Referring expression pointing data:
---+---
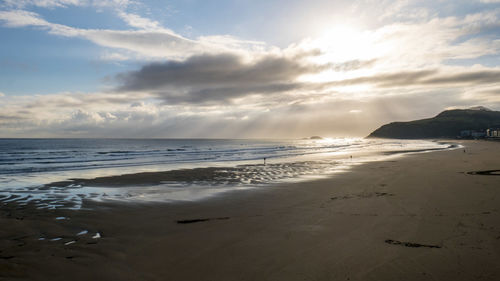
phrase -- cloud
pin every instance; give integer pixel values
(433, 77)
(155, 41)
(66, 3)
(217, 78)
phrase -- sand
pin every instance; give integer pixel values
(426, 216)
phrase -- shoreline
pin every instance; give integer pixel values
(416, 217)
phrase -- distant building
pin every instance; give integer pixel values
(472, 134)
(465, 133)
(493, 133)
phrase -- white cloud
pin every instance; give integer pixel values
(154, 42)
(67, 3)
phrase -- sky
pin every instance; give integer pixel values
(241, 68)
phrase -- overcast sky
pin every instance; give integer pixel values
(242, 68)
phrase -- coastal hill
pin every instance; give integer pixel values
(447, 124)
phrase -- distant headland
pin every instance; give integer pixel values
(475, 122)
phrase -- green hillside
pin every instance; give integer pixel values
(447, 124)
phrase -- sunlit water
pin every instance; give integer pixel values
(28, 166)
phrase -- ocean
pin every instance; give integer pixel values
(28, 167)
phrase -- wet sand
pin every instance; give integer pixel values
(430, 216)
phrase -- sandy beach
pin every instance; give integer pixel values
(424, 216)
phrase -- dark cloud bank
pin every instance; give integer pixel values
(217, 78)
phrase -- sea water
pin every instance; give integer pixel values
(28, 166)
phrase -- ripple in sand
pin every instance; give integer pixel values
(83, 232)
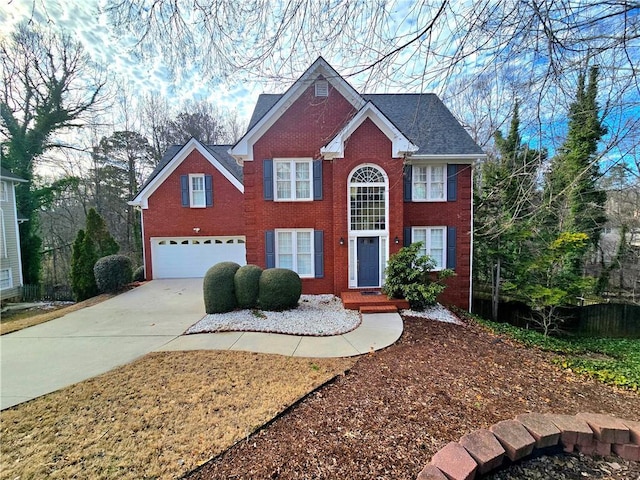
---+---
Action item
With "cloud" as the string to match, show every line of the entries above that has it.

Response area
phrase -- cloud
phrase -- white cloud
phrase -- dark cloud bank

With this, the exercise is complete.